Point localization data:
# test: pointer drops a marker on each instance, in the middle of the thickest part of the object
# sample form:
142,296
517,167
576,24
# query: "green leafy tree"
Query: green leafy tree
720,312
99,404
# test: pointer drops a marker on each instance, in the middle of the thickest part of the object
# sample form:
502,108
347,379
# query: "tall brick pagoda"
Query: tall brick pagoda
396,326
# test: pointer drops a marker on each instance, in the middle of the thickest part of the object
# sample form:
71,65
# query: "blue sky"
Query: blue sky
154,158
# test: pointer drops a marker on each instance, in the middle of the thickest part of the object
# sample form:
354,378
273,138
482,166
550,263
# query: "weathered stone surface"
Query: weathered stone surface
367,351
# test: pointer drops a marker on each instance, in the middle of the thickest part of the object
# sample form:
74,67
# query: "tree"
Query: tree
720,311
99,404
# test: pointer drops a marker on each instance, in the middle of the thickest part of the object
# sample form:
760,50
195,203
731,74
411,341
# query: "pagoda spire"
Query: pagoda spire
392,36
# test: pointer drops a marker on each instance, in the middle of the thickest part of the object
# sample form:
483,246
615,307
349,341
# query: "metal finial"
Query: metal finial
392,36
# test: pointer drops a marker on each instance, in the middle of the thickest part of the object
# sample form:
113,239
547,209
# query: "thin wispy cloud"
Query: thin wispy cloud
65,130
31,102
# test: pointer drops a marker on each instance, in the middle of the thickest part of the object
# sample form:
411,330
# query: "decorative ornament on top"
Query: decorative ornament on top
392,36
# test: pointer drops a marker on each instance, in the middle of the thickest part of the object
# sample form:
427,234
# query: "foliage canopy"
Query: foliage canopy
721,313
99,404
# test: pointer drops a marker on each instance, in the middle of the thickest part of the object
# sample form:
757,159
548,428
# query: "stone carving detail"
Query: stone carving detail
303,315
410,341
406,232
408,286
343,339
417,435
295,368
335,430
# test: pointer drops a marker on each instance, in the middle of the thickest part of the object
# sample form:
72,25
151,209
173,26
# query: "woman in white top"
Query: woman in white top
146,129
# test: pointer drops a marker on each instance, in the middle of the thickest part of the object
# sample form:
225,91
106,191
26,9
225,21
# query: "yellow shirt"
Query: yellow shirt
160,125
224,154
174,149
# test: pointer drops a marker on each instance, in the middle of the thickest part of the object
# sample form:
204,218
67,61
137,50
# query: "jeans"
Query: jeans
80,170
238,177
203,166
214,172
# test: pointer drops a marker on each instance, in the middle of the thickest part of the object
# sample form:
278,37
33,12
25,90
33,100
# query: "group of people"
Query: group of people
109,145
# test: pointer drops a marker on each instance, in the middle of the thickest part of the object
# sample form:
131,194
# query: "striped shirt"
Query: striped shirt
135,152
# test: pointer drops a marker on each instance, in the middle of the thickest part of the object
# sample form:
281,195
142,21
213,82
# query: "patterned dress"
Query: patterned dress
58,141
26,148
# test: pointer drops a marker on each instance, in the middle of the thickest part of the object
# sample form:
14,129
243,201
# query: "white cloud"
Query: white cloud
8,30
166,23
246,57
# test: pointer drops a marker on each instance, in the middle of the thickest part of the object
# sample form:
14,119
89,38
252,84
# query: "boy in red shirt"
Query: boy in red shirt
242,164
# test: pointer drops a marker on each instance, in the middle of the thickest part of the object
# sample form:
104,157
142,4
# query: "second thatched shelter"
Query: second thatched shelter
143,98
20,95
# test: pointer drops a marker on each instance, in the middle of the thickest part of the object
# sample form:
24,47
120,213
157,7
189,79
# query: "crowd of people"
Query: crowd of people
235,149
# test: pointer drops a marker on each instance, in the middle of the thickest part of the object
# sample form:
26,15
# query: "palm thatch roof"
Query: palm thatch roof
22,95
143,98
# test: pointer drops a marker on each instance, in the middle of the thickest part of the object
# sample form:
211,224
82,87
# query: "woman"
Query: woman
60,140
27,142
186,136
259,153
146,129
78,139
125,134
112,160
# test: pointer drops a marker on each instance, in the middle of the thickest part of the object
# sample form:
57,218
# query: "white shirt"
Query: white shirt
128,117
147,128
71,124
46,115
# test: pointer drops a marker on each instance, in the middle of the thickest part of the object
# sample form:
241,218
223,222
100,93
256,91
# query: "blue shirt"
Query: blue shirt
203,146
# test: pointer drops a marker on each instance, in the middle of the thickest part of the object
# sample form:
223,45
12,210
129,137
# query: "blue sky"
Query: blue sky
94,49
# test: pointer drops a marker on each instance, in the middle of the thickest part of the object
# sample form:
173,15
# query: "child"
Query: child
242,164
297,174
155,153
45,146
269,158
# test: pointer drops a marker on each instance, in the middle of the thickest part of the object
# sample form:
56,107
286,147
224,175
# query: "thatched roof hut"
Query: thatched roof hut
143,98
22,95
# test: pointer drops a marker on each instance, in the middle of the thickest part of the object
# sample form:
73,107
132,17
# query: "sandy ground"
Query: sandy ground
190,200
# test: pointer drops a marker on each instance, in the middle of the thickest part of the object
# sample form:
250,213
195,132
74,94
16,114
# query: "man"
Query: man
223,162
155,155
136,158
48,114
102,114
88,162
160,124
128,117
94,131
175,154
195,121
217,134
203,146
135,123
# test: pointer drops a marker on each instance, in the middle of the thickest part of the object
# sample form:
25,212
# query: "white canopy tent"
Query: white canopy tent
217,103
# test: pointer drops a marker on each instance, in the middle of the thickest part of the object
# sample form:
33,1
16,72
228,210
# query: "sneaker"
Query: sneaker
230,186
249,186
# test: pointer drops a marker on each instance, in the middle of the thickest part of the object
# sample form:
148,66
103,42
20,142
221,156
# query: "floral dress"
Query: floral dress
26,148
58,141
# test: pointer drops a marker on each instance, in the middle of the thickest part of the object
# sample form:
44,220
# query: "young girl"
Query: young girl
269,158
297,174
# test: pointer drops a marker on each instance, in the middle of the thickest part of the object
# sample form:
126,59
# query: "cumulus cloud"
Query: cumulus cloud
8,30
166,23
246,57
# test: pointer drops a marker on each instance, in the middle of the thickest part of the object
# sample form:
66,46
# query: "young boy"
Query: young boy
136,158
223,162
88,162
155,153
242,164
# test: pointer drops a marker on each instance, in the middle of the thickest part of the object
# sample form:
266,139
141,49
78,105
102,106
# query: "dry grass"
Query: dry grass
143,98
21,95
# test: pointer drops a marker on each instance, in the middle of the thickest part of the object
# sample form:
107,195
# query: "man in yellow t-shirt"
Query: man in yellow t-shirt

--- PROBLEM DESCRIPTION ---
Print the data above again, with nothing altered and nothing left out.

--- RESULT OF THE TASK ---
# test: pointer drops a marker on each instance, in the middle of the thickest part of the object
# sample form:
142,296
517,167
576,24
# query: "green leafy tree"
Query: green leafy tree
720,312
99,404
# test: pointer drops a marker on each instance, in the middle of the thickest part of the object
# sample form:
502,108
347,379
# query: "tall brick pagoda"
Query: tall brick pagoda
396,326
# test: pointer drops a marker on each instance, in the middle of the thickest part of the object
# sample form:
71,65
# query: "blue sky"
Query: blue sky
154,158
# test: pointer drops a marker on each instance, in the middle of the thickest part of the object
# sample form:
354,378
273,138
482,166
550,263
# query: "weathered stone surface"
Query: weathered stone surface
367,351
# test: pointer drops a marker on each instance, in the middle of the thickest part of the object
# sample form:
74,67
# query: "tree"
Query: tree
720,311
99,404
# test: pointer drops a marker on each instance, in the middle of the thickest part of the object
# sample form:
760,50
195,203
731,74
411,341
# query: "pagoda spire"
Query: pagoda spire
392,36
# test: pointer drops a marker on each instance, in the middle of the thickest part of the object
# sample form:
483,246
615,307
349,341
# query: "metal finial"
Query: metal finial
392,36
# test: pointer drops a marker on each instance, in the middle of the thickest part of the object
# sample form:
113,239
547,209
# query: "thin wispy cloud"
Query: thin wispy cloud
65,130
31,102
# test: pointer drops a marker on each instance, in the middle of the thickest part of the object
# sample form:
411,330
# query: "decorative ornament on top"
Query: decorative ornament on top
392,36
# test: pointer drops a marker on each instance, in the middle of the thickest part of the object
# sample form:
427,234
# query: "foliage canopy"
Query: foliage canopy
721,313
99,404
# test: pointer drops a marker on each instance, in the middle of the thickest part of the object
# sample form:
757,159
548,428
# query: "stone carving detail"
Query: stone carving detail
303,315
410,341
406,232
408,286
343,339
417,435
295,368
335,430
# test: pointer drops a marker on each instance, in the middle of the thickest part of the object
# sample form:
72,25
151,209
173,26
# query: "woman in white top"
Query: woman in white top
146,129
# test: pointer drops a marker on each instance, in the middle of the thickest part of the object
# sample form:
225,91
106,191
26,9
225,21
# query: "yellow shirt"
Query: yellow shirt
160,125
224,154
174,149
# test: pointer drops a marker on each instance, in the middle of the thickest part of the object
# sample form:
204,218
67,61
137,50
# query: "jeans"
Query: jeans
80,170
238,177
203,166
214,172
# test: pointer drops a marker on each instance, in the middle of the thickest part of the object
# sample form:
278,37
33,12
25,90
33,100
# query: "group of people"
Query: group of people
109,145
# test: pointer drops a marker on each instance, in the middle of the thickest part of the object
# sample form:
131,194
# query: "striped shirt"
Query: striped shirt
135,152
# test: pointer drops a marker on each instance, in the middle of the thickest part of the object
# sample form:
281,195
142,21
213,82
# query: "patterned dress"
Query: patterned dress
58,141
26,148
# test: pointer drops a marker on each instance, in the middle of the thickest part of the object
# sample form:
14,129
243,201
# query: "white cloud"
Query: white cloud
8,30
166,23
246,57
# test: pointer drops a marker on each instance, in the middle of the thickest part of the object
# sample form:
14,119
89,38
252,84
# query: "boy in red shirt"
Query: boy in red shirt
242,164
# test: pointer drops a marker on each instance, in the middle of the thickest part of the object
# sample form:
104,157
142,4
# query: "second thatched shelter"
Query: second thatched shelter
143,98
20,95
# test: pointer drops a marker on each instance, in the middle of the thickest part of the object
# sample form:
24,47
120,213
157,7
189,79
# query: "crowd of people"
Query: crowd of people
235,149
# test: pointer drops a marker on each instance, in the middle of the thickest part of the object
# sample form:
26,15
# query: "palm thatch roof"
Query: palm thatch roof
22,95
143,98
# test: pointer drops a marker on each instance, in the middle of the thickest part of the object
# sample form:
211,224
82,87
# query: "woman"
Query: woman
60,140
27,142
186,136
259,153
146,129
78,139
125,134
112,160
# test: pointer drops a marker on each instance, in the middle of the thickest part of the object
# sample form:
57,218
# query: "white shirt"
Query: white shirt
128,117
147,128
71,124
46,115
# test: pointer drops a marker on each instance, in the middle of the thickest part of the object
# sample form:
241,218
223,222
100,93
256,91
# query: "blue shirt"
Query: blue shirt
203,146
# test: pointer drops a marker on each instance, in the middle of the thickest part of the object
# sample form:
223,45
12,210
129,137
# query: "blue sky"
Query: blue sky
94,49
# test: pointer drops a marker on each instance, in the middle of the thickest part of the object
# sample form:
173,15
# query: "child"
Query: child
242,164
297,174
155,153
45,146
269,158
# test: pointer drops a marker on each instance, in the middle of the thickest part of the object
# sample form:
56,107
286,147
224,175
# query: "thatched roof hut"
Query: thatched roof hut
143,98
22,95
# test: pointer drops a marker on each instance, in the middle of the thickest part of the object
# sample form:
73,107
132,17
# query: "sandy ground"
Query: sandy ground
190,200
# test: pointer drops a marker on each instance, in the middle of the thickest part of the object
# sample form:
250,213
195,132
74,94
16,114
# query: "man"
Query: man
223,162
155,155
136,158
48,114
102,114
88,162
160,124
128,117
94,131
175,154
195,121
217,134
203,146
135,123
# test: pointer drops a marker on each instance, in the middle of the thickest part of the object
# sample form:
25,212
# query: "white canopy tent"
Query: white canopy tent
217,103
# test: pointer drops a marker on each instance, in the middle of the thickest part of the object
# sample form:
33,1
16,72
228,210
# query: "sneaker"
Query: sneaker
230,186
249,186
# test: pointer drops a marker on each instance, in the middle of the thickest part of the object
# sample form:
148,66
103,42
20,142
221,156
# query: "floral dress"
Query: floral dress
26,148
58,141
# test: pointer drops a marker on each instance, in the middle of the thickest part of the object
# sample form:
44,220
# query: "young girl"
Query: young girl
269,158
297,174
# test: pointer drops a marker on each instance, in the middle of the thickest part of the object
# sample form:
126,59
# query: "cumulus cloud"
Query: cumulus cloud
8,30
166,23
246,57
# test: pointer drops a marker on each instance, in the middle of the thickest part of the object
# sample form:
66,46
# query: "young boy"
Query: young boy
136,158
223,162
88,162
155,153
242,164
# test: pointer drops a marker on each instance, in the middle of the thickest part of the object
# sample form:
266,139
141,49
78,105
102,106
# query: "dry grass"
Query: dry grass
143,98
21,95
# test: pointer drops a marker on each instance, in the middle of the thickest part of the object
# sample form:
107,195
# query: "man in yellow t-shirt"
Query: man in yellow t-shirt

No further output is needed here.